__Ejercicios propuestos__:
[a] Traduzca al inglés la siguiente oración de la crónica: "Largo ha sido el camino, pero pese a todo, ha valido la pena."
[b] Reproduzca fielmente el fragmento de la crónica que va entre "Cristiano calculó cada" y "Con Isco, mejor.", ambos inclusive.

__Texto de lectura__:
────────────────────
LISBOA (24 Mayo 2014).- Vestir de blanco es tener
una misión, asumir el cometido de cambiar una historia frente a todos aquellos
a los que únicamente les resta admitirla, padecerla, incluso con la crueldad
que lo hizo este Atlético machadiano, partido a partido, golpe a golpe, verso a
verso. Todos son hombres, futbolistas, pero una cualidad intangible hace
diferentes a unos de otros a partir de ese acto casi sacramental de colocarse
la camiseta del Real Madrid. Sergio Ramos es hoy quien mejor representa ese
madridismo eterno que respira donde los demás mueren. Ese día saben que no
habrá otro sin conocer el límite de sí mismos. Ese día saben que el siguiente
es sólo un peldaño en la subida hacia el trono sin el que comprenderse es una
tortura. La Décima es su descanso, su paz, su gloria.
La Décima nos explica, también en 10 versos como 10
copas, el porqué de una historia protagonizada por héroes como Sergio Ramos,
pero cuya métrica tiene que ver con condiciones labradas en el tiempo por
encima de los personalismos. Rima con orgullo, rima con lucha, rima con honor,
rima con todo aquello sin lo que la eternidad es un imposible. Ese pensamiento
invade en estos momentos al Atlético de Madrid y su gente. Vieron en el
sevillano el espectro de aquel futbolista impronunciable que, en 1974, hace 40 años,
los separó de la Copa de Europa cuando ya lo celebraban. Schwarzenbeck se
llamaba. Largo ha sido el camino, pero pese a todo, ha valido la pena. Sólo les
resta, hacer camino al andar.
Las
piernas de Costa y Cristiano
Cuando Diego Costa abandonó el campo, a los ocho
minutos, el Atlético no sintió sensación alguna de desamparo. No sabía si
interpretarlo como un infortunio o como una señal. Igual que en el Camp Nou,
siguió a lo suyo, como el batallón que releva hombres en la trinchera. La
situación desvelaba la verdad: Diego Costa tiene calidad, por supuesto, pero
está dónde está porque lo ha llevado su equipo. El tratamiento milagroso
únicamente le sirvió para poder decir que estuvo sobre el campo, pero desafiar
a la naturaleza suele tener consecuencias. Por mucho que se idolatre o pague a
los futbolistas, sus piernas son las de hombres. También las de Cristiano,
desconocido por su lucha interior: las ambiciones contra los miedos.
Cristiano calculó cada carrera y hasta cada golpeo,
no fue el purasangre indomable que se desata en la pradera ni cuando la tuvo
delante. Fue uno más. Un mal asunto para el Madrid, menos compacto, con más
grietas por la ausencia en su columna de dos piezas esenciales: Xabi Alonso,
sancionado, y Pepe, lesionado. Varane suplió al portugués y Ancelotti se
inclinó por Khedira para el centro del campo, en lugar de Illarramendi. Al
segundo le ha podido el peso de la camiseta, es cierto, pero el alemán regresa
de una lesión, le faltan las medidas, la finura que da la puesta a punto, si es
que alguna vez la tuvo. En lugar de poner lo suyo, peso, el técnico quiso que
pusiera el mando. Se equivocó. Con Isco, mejor.
────────────────────
__Material proporcionado__:

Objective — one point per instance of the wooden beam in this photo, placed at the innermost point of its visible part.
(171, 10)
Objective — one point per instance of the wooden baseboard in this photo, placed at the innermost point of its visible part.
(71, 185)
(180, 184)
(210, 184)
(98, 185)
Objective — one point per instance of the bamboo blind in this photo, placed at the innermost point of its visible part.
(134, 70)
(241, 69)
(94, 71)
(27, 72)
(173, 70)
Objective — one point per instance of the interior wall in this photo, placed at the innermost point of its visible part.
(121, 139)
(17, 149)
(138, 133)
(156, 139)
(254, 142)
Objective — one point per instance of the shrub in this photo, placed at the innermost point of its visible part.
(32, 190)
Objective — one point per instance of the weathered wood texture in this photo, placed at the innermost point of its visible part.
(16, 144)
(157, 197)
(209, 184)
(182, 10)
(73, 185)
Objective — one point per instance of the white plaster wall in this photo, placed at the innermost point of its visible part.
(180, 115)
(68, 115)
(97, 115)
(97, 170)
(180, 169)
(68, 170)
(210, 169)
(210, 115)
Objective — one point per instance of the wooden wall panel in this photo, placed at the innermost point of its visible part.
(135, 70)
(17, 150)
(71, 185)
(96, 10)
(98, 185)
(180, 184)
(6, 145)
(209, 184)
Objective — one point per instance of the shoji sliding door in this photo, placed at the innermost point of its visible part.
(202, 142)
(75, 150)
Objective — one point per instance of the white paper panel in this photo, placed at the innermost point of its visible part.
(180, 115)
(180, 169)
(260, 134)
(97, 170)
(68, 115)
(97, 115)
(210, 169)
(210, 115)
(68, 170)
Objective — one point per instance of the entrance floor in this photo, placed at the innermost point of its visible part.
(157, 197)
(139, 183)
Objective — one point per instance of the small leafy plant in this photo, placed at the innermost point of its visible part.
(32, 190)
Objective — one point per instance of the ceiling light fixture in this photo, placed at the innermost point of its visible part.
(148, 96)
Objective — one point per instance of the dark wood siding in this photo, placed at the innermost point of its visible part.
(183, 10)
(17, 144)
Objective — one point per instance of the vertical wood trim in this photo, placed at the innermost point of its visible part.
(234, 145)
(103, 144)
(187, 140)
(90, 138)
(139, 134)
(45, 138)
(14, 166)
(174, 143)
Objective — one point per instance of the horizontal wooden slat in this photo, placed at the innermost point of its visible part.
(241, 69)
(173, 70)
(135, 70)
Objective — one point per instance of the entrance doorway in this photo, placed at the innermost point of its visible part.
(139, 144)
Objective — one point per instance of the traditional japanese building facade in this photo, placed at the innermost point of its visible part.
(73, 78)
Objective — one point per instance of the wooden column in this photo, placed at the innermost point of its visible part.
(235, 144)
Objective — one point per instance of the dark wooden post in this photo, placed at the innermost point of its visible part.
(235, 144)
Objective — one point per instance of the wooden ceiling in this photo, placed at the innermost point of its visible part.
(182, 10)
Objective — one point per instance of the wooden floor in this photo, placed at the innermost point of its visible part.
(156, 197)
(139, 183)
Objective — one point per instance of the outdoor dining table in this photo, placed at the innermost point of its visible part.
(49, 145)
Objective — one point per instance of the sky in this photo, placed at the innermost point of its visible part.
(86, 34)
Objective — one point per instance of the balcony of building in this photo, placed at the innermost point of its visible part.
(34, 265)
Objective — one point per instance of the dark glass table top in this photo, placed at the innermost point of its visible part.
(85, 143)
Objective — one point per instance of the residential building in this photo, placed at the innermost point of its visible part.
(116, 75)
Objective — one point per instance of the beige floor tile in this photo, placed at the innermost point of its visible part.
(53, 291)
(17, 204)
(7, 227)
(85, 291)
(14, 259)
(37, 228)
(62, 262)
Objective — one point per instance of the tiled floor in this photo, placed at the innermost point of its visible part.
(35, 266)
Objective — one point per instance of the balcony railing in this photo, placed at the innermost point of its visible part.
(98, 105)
────────────────────
__Soluciones por ejercicio__:
[a] The road has been long, but despite everything, it has been worth it.

[b]
Cristiano calculó cada carrera y hasta cada golpeo,
no fue el purasangre indomable que se desata en la pradera ni cuando la tuvo
delante. Fue uno más. Un mal asunto para el Madrid, menos compacto, con más
grietas por la ausencia en su columna de dos piezas esenciales: Xabi Alonso,
sancionado, y Pepe, lesionado. Varane suplió al portugués y Ancelotti se
inclinó por Khedira para el centro del campo, en lugar de Illarramendi. Al
segundo le ha podido el peso de la camiseta, es cierto, pero el alemán regresa
de una lesión, le faltan las medidas, la finura que da la puesta a punto, si es
que alguna vez la tuvo. En lugar de poner lo suyo, peso, el técnico quiso que
pusiera el mando. Se equivocó. Con Isco, mejor.